▶ **What you will do**
From the first line to the last, retype the data below exactly.

▶ **Material provided**
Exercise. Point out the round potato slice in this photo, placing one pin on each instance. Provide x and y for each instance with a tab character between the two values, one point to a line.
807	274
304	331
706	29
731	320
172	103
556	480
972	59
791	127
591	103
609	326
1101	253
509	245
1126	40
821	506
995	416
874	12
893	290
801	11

▶ **Task result**
Exercise. Point out the round potato slice in this photo, placing one pin on each instance. Provide x and y for each instance with a tab character between the two values, one point to a line.
807	274
304	331
706	29
731	320
172	103
556	480
972	59
791	127
591	103
609	326
1101	253
509	245
1126	40
821	506
995	416
874	12
893	290
801	11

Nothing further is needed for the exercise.